Task statement
Having located the line with "just looking for the green", print it and each remaining line exactly, stopping at the end of the material and omitting pictures.

*** Opening of Extracted information ***

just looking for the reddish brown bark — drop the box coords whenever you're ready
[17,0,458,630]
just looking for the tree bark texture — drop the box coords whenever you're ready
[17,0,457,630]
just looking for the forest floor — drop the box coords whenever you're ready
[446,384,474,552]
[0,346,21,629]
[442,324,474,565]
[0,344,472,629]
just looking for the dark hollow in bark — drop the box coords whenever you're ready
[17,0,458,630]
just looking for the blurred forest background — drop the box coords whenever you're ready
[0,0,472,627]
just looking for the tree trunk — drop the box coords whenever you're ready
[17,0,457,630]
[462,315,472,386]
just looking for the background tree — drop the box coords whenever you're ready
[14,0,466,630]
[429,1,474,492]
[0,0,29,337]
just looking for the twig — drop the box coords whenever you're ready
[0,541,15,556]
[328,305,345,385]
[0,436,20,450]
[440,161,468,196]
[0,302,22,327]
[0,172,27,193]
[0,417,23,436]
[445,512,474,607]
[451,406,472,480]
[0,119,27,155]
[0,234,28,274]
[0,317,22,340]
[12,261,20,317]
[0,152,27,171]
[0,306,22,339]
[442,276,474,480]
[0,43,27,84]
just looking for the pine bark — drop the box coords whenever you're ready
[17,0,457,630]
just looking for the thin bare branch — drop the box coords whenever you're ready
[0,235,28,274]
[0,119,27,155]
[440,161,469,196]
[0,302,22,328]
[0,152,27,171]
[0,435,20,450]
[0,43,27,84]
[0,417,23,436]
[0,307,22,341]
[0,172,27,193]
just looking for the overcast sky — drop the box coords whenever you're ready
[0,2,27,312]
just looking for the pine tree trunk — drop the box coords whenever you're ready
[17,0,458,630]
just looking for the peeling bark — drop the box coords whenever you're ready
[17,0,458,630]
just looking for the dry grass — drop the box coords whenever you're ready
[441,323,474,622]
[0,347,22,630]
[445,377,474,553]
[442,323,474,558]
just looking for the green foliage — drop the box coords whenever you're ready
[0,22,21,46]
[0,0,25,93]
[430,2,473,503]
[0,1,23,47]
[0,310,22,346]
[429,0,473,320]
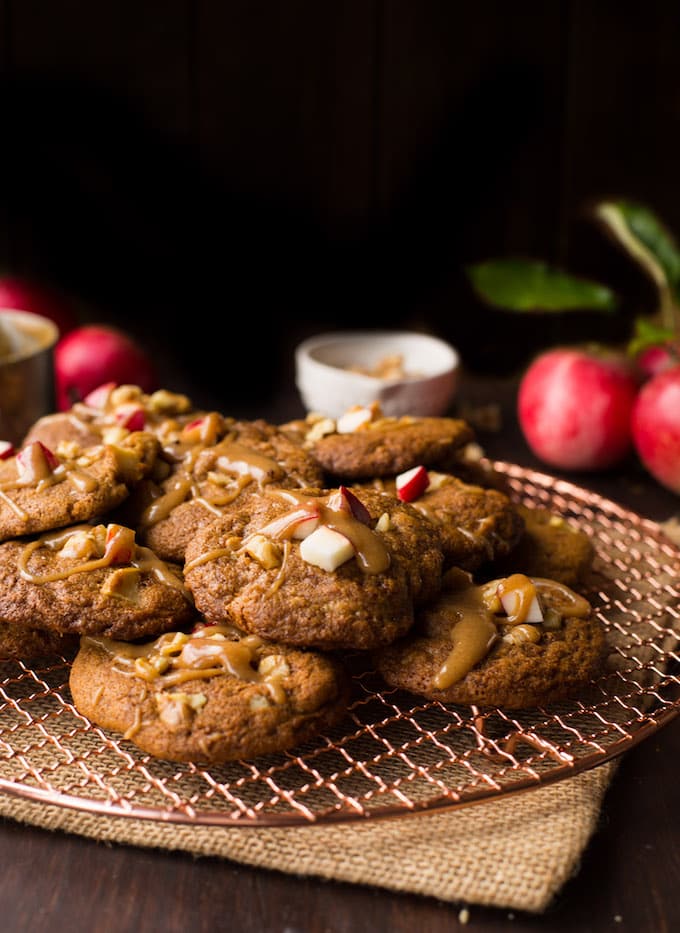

*** Close of Extracted information ***

Task response
just looking for the green foliage — drop the box coords whenever you're ready
[0,22,21,46]
[0,0,25,93]
[430,2,473,503]
[0,1,23,47]
[0,310,22,346]
[429,0,473,320]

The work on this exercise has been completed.